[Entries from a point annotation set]
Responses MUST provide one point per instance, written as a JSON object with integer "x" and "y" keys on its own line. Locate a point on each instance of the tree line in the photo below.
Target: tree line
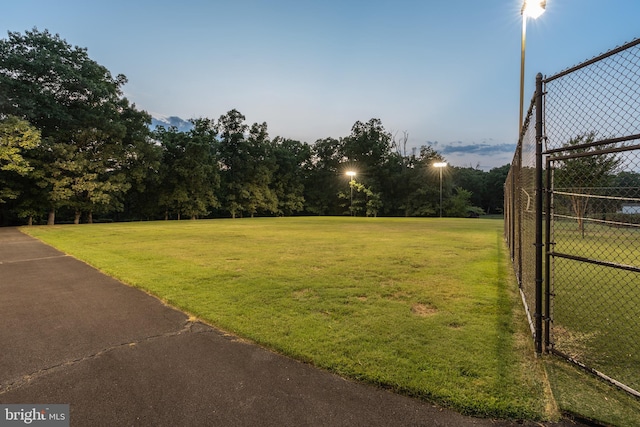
{"x": 74, "y": 149}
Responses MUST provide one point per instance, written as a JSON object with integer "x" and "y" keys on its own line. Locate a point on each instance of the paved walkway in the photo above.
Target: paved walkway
{"x": 119, "y": 357}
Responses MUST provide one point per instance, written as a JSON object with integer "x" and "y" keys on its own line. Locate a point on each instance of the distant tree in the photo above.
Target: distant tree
{"x": 259, "y": 173}
{"x": 581, "y": 176}
{"x": 76, "y": 104}
{"x": 293, "y": 160}
{"x": 325, "y": 178}
{"x": 189, "y": 170}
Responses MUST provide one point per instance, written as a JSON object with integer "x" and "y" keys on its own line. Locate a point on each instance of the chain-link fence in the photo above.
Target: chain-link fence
{"x": 589, "y": 141}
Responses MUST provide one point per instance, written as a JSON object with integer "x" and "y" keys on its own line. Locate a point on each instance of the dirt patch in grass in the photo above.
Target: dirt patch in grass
{"x": 423, "y": 310}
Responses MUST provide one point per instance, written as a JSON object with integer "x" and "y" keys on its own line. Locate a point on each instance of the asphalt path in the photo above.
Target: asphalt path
{"x": 120, "y": 357}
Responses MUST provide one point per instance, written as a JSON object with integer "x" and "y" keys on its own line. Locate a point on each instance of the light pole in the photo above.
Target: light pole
{"x": 530, "y": 9}
{"x": 351, "y": 174}
{"x": 440, "y": 166}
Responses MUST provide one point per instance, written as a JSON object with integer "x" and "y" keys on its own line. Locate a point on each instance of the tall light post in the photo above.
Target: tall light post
{"x": 351, "y": 174}
{"x": 440, "y": 166}
{"x": 530, "y": 9}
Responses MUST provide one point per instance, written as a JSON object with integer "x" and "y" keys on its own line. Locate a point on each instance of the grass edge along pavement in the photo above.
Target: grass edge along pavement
{"x": 426, "y": 307}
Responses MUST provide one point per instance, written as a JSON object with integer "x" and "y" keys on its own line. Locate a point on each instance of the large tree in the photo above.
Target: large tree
{"x": 77, "y": 105}
{"x": 17, "y": 138}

#### STATED GOAL:
Reproduce every line precisely as given, omitting all pictures.

#### SOLUTION FOR THIS EXERCISE:
Responses MUST provide one point per instance, written as a JSON object with integer "x" and "y" keys on its own line. Locate a point on each instance of the tree line in the photo below.
Target: tree line
{"x": 74, "y": 149}
Responses MUST provide one point per instance, written as a JSON object with integer "x" and "y" keys on its own line. Locate a point on each instance of the paved walkway in the photo above.
Target: paved walkway
{"x": 119, "y": 357}
Responses MUST provide one point per instance, written as a JSON object with integer "x" and "y" keys on its own line. Locate a point on each instance of the distant tree in the photo above.
Target: distant tree
{"x": 259, "y": 173}
{"x": 581, "y": 176}
{"x": 76, "y": 104}
{"x": 293, "y": 160}
{"x": 325, "y": 178}
{"x": 189, "y": 170}
Responses MUST provide one point per instance, written as a JSON object with integer "x" and "y" keys on its own line. Locate a point on each instance of the chain-link fence in the photo above.
Target: chain-link fence
{"x": 589, "y": 141}
Responses MUST provide one point per instance, written as a JSON object with integer "x" and "y" keys on its own line. Locate a point on each instance of the dirt patch in grass in the photo above.
Target: dirt patch in grass
{"x": 423, "y": 310}
Responses MUST provide one point per instance, written as a JSON object with integer "x" and "y" keys on its own line. Locate a point on each instance of the asphalt path in the photo above.
Target: asphalt path
{"x": 120, "y": 357}
Responses MUST provide one point per instance, written as a JSON object with integer "x" and "y" keys on its own line. Locate a point on each instance of the light pole in the photo above.
Target: light pole
{"x": 530, "y": 9}
{"x": 351, "y": 174}
{"x": 440, "y": 166}
Responses MUST provide one point per instance, written as a JSON object with integer "x" and "y" keys on its own line. Locate a point on each instance of the tall light post in the photo above.
Target: tall light post
{"x": 351, "y": 174}
{"x": 440, "y": 166}
{"x": 530, "y": 9}
Responses MUST provide one point per instance, written as a JSON object with integer "x" and "y" keys on its own line. Locate a point on each instance of the grass edge along pavement in the photo above.
Target: grass edge along pavement
{"x": 426, "y": 307}
Responses MUST provide one point per instance, written as a JSON object with integer "x" and "y" keys on its own line. Locate a point on each instance of the large tree in the photo above.
Target: large tree
{"x": 77, "y": 105}
{"x": 17, "y": 138}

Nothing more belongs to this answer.